> **Alıntı metin**
>>>>
12 Güçlü Duygu
Mutluluk atardamarlarımızı güçlendirir. Aşık olduğumuz zaman sinir hücrelerimiz güçlenir. Duygular, tamamen vücudumuz ile ilgilidir ve vücudumuz ile doğrudan bağlantılıdır.
“Yalnızca mutluluk, sağlığın ve uzun bir ömrün güvencesidir.”
-Santiago Ramon y Cajal-
Duyguların gücü inanılmazdır. Hem kötü hem de iyi duygular vücudumuzun iyiliğini ve sağlığını doğrudan etkiler.
Vücudumuzu Etkileyen 12 Duygu
1. Mutluluk, atardamarlarımızı güçlendiriyor. Kardiyolog Dr. Michael Miller, bu konuyu müzik ile test eden bir araştırma yaptı. Hüzünlü müzik, atardamarların çapını %6’ya kadar düşürürken; neşeli bir müzik parçası dinleyen grupta, atardamarlar %26’ya kadar genişledi; ki bu da bir aerobik seansında meydana gelen genişlemeye yakındır.
2. Aşk sinir hücrelerimizi güçlendiriyor. İtalyan araştırmacılar aşık olduğumuz zaman, sinir hücrelerimizin gelişmesinde ve daha uzun süre canlı kalmasında etkili olan proteini daha yüksek miktarda ürettiğimizi keşfetti. Bu yüzden en iyisi ara sıra aşık olmak!
<<<<
> **Alıştırma verileri**
>>>>
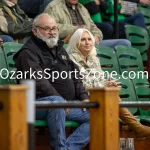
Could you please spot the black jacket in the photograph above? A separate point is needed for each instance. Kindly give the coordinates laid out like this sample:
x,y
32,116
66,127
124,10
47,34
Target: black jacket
x,y
35,54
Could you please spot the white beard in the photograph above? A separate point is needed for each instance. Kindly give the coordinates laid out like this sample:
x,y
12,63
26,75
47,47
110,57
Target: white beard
x,y
50,41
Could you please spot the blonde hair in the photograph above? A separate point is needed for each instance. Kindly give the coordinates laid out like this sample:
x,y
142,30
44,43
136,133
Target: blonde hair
x,y
37,19
75,39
<<<<
> **Yapılacak iş**
Duyguların vücuda etkisini anlatan metne göre aşağıdaki (a), (b) ve (c) ifadelerinin metinle uyuşup uyuşmadığını belirtin. Her biri için evet ya da hayır deyin ve karar veren sözleri metinden aynen alıntılayın.
(a) Neşeli müzik dinleyen grupta atardamarlar %26'ya kadar genişledi.
(b) Müzikle ilgili araştırmayı yapan Dr. Michael Miller bir nörologdur.
(c) Aşkın sinir hücrelerine etkisini Alman araştırmacılar keşfetti.

> **Sonuç**
(a) Evet: "neşeli bir müzik parçası dinleyen grupta, atardamarlar %26’ya kadar genişledi"
(b) Hayır: "Kardiyolog Dr. Michael Miller"
(c) Hayır: "İtalyan araştırmacılar"